• **Task instructions**
For the data below, count the lines that have the string "child" and state that number by itself.

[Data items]
┌────────

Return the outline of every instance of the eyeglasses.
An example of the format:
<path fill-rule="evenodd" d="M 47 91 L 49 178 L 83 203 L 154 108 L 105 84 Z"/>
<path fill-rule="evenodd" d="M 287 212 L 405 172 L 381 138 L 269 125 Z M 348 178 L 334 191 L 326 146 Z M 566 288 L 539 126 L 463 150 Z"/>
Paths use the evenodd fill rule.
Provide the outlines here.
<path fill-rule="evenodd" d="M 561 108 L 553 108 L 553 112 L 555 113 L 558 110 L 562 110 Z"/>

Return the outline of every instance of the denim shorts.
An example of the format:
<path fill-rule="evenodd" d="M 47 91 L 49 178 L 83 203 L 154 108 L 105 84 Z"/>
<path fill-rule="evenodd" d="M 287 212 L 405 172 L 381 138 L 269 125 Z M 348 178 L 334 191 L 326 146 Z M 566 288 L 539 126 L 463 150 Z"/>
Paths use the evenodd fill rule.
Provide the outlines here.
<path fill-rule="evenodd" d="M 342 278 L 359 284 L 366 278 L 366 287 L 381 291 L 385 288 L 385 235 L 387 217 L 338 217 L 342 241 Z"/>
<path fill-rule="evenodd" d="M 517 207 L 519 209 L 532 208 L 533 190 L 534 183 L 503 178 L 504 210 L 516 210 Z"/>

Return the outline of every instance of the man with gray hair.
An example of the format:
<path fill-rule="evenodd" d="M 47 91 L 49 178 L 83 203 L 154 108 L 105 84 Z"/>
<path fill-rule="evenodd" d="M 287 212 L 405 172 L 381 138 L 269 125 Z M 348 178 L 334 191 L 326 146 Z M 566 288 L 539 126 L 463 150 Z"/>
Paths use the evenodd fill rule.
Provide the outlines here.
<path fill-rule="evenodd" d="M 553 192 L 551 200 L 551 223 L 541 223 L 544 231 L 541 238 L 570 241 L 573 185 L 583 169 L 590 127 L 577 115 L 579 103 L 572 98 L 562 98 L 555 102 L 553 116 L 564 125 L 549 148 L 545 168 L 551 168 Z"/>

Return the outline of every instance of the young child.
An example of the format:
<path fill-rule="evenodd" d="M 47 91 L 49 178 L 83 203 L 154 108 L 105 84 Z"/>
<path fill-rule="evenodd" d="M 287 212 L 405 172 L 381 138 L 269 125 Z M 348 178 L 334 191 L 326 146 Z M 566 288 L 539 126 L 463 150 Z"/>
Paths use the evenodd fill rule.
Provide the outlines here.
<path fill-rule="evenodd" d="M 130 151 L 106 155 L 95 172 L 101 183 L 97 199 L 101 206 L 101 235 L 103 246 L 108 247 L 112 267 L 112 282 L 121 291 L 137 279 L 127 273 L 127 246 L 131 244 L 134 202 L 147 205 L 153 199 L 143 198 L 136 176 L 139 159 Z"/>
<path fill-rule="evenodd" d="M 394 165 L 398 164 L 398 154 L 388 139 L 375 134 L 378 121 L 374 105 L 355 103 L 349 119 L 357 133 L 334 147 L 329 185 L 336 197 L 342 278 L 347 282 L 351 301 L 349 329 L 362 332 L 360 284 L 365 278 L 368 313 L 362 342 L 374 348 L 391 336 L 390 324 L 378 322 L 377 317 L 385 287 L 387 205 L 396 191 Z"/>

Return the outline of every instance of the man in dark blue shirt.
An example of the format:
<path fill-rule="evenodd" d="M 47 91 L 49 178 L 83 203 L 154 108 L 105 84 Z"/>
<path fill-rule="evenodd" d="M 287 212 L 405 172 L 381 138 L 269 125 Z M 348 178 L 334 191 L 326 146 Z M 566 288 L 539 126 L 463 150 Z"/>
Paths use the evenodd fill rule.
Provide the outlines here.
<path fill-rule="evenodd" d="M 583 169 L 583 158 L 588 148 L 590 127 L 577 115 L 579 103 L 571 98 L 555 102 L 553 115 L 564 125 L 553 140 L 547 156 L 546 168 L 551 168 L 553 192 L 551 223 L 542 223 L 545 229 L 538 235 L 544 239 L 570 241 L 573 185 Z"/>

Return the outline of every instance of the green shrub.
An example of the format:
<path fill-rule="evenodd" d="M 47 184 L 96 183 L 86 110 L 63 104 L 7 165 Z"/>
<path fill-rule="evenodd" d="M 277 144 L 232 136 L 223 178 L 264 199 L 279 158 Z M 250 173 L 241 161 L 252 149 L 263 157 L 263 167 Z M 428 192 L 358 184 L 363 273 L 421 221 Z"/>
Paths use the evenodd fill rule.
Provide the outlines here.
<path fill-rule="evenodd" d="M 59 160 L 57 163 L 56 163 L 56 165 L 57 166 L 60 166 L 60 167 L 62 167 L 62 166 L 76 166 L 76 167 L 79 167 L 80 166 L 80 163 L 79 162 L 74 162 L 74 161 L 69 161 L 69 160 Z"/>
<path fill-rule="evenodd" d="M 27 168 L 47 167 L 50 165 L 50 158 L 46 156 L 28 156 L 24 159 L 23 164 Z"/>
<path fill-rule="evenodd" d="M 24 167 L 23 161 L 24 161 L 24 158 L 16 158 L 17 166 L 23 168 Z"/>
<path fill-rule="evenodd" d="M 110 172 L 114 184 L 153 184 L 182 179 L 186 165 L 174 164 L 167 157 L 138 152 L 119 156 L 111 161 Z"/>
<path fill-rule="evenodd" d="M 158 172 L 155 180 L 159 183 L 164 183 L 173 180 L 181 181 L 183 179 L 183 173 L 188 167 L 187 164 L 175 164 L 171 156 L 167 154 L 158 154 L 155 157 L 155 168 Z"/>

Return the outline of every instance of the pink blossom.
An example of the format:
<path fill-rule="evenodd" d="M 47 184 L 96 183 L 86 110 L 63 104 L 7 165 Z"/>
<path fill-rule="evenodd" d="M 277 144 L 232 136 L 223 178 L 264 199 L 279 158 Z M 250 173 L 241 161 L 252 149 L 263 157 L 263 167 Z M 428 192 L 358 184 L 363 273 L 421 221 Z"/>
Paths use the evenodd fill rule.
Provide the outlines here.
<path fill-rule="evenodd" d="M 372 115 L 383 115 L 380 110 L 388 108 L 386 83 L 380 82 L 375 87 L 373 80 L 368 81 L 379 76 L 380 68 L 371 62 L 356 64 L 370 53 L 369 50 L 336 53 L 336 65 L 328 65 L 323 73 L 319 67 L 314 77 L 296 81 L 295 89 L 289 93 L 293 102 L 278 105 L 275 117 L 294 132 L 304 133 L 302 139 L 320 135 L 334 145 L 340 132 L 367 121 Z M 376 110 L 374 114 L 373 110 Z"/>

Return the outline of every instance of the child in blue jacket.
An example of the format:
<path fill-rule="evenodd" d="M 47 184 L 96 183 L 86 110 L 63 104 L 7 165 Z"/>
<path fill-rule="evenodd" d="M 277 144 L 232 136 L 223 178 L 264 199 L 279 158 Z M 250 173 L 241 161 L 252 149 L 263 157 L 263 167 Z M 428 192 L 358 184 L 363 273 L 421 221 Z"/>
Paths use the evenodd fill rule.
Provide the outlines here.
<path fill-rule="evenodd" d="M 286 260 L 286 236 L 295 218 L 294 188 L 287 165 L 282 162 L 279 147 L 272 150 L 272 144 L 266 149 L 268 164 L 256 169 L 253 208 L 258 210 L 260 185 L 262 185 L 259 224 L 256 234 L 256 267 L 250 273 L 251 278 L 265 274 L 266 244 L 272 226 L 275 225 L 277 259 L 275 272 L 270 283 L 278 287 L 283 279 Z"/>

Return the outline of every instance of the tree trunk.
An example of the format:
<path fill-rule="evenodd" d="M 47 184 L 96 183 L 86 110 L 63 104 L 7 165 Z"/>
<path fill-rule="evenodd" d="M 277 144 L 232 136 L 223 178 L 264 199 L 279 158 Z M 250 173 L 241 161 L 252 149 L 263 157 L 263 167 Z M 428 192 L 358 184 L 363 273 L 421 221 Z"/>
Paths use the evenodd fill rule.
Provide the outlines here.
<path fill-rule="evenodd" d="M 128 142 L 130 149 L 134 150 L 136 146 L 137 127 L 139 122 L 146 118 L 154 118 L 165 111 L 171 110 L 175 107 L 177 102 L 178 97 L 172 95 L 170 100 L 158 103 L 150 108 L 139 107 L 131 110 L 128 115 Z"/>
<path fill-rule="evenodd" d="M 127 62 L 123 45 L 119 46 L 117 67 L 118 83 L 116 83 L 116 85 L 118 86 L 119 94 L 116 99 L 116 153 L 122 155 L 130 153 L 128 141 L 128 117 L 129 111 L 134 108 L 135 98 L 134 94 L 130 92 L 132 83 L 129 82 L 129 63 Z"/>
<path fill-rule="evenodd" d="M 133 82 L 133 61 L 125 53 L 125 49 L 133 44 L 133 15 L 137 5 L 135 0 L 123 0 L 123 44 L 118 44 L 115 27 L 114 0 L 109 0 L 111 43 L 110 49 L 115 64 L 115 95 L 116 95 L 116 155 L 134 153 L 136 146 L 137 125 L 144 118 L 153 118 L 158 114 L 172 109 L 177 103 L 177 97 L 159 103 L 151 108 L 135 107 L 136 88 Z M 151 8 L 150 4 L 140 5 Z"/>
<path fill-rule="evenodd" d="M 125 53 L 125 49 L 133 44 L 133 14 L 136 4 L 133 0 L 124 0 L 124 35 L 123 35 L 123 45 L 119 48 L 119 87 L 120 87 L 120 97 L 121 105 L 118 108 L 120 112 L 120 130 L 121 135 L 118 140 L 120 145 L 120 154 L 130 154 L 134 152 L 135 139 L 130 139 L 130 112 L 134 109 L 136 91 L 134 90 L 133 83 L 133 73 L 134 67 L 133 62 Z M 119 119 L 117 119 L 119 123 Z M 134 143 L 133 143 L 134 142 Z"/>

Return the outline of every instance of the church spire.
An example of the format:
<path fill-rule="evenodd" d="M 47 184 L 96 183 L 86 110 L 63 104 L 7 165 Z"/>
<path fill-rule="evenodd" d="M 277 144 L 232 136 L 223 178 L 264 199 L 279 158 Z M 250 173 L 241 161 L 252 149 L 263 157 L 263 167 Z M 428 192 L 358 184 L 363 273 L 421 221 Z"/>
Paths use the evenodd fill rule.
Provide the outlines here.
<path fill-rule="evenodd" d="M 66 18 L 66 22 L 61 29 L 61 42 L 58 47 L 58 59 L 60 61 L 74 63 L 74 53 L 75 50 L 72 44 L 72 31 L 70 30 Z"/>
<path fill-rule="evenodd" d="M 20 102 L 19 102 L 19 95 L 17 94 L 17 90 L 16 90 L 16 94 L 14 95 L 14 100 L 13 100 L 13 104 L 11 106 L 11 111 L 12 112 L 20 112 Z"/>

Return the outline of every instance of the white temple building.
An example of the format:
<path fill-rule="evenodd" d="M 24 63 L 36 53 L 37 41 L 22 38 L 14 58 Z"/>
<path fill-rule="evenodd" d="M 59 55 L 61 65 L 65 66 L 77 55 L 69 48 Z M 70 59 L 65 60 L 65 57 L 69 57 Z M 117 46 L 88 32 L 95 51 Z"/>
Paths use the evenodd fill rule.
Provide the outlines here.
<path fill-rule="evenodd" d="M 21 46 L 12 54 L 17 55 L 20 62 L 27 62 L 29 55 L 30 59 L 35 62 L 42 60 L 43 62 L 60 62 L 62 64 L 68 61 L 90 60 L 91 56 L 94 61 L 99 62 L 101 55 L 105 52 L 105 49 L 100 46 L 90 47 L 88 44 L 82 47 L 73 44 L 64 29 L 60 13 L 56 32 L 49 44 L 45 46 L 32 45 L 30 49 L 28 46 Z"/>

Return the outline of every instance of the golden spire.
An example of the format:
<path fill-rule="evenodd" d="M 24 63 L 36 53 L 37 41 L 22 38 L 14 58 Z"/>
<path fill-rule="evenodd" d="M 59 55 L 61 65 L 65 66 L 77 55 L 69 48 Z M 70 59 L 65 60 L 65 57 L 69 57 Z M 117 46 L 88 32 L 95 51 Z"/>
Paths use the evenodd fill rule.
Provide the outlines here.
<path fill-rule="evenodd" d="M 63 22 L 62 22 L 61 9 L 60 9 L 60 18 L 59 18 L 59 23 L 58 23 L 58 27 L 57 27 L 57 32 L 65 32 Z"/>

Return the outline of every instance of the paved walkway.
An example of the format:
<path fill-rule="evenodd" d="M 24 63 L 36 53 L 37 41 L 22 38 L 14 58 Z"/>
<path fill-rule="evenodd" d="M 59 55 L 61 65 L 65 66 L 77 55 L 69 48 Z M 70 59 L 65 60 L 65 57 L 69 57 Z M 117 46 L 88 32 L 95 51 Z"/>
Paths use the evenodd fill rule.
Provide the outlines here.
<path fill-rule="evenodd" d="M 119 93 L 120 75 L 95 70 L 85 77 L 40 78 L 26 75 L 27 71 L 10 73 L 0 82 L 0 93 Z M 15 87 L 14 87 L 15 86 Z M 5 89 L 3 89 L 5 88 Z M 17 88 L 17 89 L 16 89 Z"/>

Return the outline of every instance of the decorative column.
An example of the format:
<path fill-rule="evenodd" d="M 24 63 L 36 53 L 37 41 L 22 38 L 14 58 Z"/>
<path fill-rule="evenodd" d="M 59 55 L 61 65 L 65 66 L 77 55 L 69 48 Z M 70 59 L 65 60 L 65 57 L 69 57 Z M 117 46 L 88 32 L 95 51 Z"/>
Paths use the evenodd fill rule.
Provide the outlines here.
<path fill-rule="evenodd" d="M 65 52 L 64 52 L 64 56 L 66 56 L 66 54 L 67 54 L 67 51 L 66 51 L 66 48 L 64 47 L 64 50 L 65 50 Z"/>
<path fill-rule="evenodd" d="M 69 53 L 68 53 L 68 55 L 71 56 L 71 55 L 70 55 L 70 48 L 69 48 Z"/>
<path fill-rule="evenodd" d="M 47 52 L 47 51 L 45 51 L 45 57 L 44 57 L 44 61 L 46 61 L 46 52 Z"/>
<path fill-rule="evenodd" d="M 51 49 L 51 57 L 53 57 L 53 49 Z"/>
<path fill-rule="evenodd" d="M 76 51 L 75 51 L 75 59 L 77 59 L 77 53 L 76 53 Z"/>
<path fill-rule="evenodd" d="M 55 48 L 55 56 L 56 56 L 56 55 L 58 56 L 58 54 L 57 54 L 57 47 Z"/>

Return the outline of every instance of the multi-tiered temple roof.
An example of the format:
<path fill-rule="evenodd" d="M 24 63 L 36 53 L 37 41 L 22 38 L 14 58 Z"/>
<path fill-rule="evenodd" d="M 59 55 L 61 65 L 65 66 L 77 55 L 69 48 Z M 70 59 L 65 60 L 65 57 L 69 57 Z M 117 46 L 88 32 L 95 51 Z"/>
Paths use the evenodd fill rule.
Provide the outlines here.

└────────

• **Solution for this problem**
2